• _Prompt_:
Here is the listing. Report each line in it that contains the string "green".

• _Stored data_:
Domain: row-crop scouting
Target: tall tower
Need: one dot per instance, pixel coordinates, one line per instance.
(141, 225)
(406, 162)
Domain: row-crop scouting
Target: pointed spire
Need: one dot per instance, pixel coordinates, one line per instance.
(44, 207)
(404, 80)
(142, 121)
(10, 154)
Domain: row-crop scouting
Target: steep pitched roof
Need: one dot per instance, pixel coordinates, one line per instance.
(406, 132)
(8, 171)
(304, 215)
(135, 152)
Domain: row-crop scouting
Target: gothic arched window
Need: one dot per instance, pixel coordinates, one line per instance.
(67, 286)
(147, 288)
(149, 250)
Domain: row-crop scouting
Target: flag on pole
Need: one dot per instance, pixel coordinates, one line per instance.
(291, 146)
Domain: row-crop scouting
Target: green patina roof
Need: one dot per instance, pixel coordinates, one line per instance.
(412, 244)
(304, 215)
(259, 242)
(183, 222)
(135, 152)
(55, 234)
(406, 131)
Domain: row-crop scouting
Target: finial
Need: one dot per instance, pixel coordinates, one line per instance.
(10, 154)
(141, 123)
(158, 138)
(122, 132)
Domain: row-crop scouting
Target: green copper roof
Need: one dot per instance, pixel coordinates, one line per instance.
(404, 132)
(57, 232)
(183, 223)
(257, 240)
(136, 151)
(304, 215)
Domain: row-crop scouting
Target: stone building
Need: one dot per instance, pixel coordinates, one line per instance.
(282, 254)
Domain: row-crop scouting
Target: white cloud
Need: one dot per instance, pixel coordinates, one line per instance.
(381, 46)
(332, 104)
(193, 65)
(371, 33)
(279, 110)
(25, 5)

• _Output for this exercise_:
Target: green patina roof
Target: green copper roof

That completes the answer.